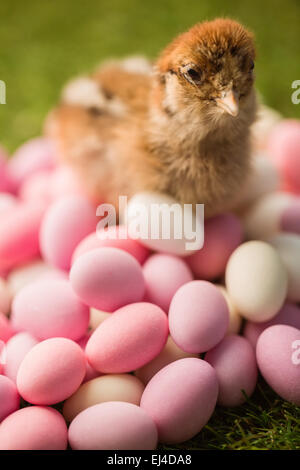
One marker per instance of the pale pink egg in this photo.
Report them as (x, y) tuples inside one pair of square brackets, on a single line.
[(45, 430), (7, 202), (19, 234), (5, 297), (278, 359), (284, 149), (91, 373), (50, 308), (107, 278), (33, 271), (170, 353), (36, 187), (35, 155), (65, 182), (290, 218), (164, 274), (275, 212), (113, 426), (6, 328), (127, 340), (234, 361), (289, 314), (16, 349), (116, 237), (9, 397), (66, 223), (181, 398), (198, 316), (223, 234), (51, 371)]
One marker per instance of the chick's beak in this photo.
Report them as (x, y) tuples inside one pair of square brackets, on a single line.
[(229, 102)]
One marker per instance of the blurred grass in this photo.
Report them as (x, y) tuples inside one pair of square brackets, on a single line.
[(44, 43)]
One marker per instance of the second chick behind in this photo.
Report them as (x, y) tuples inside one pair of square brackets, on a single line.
[(181, 127)]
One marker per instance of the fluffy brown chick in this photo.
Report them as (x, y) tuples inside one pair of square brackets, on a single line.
[(182, 128)]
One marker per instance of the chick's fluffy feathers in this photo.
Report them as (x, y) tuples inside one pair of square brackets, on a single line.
[(128, 129)]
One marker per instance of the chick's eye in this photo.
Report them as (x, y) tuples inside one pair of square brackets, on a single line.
[(193, 74)]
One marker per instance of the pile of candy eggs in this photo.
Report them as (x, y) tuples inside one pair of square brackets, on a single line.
[(108, 342)]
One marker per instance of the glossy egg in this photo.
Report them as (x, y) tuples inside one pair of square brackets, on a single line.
[(289, 314), (181, 398), (16, 349), (116, 237), (234, 361), (45, 430), (113, 426), (164, 274), (19, 234), (128, 339), (157, 221), (256, 280), (50, 308), (278, 359), (66, 223), (112, 387), (107, 278), (170, 353), (198, 316), (51, 371), (288, 247), (9, 397), (223, 234)]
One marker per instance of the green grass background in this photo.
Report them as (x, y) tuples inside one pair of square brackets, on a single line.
[(45, 42)]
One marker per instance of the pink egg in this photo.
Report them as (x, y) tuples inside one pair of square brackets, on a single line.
[(107, 279), (36, 187), (289, 314), (35, 270), (19, 234), (234, 361), (127, 340), (5, 180), (50, 308), (91, 373), (223, 234), (6, 328), (35, 155), (278, 359), (51, 371), (116, 237), (5, 297), (290, 218), (284, 149), (65, 182), (113, 426), (9, 397), (181, 398), (170, 353), (66, 223), (164, 274), (45, 430), (7, 202), (16, 349), (198, 316)]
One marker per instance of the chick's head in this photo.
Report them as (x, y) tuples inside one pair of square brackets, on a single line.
[(210, 67)]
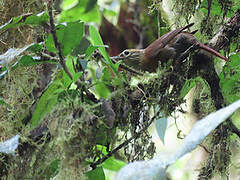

**What is required:** Wherever the string "instance" appears in the entries above, list that line.

**Answer box:**
One marker per instance of the pale pink egg in this photo.
One marker per instance of the chick's beak in this photo.
One marker per instance of the blurred grass in this photo.
One marker per instance of the second chick behind in this photo.
One marker per instance of the fluffy brown chick in this photo.
One marker per instance of the chick's fluffy feathers in this photo.
One marker per instance of the chick's eye in this photo.
One marker per instance of the pile of candy eggs in this photo.
One marker per instance of the glossy egg in this photo.
One marker per instance of the green grass background in this photo.
One marker per instance of the pink egg in this photo.
One marker per instance of the chick's head in this photo.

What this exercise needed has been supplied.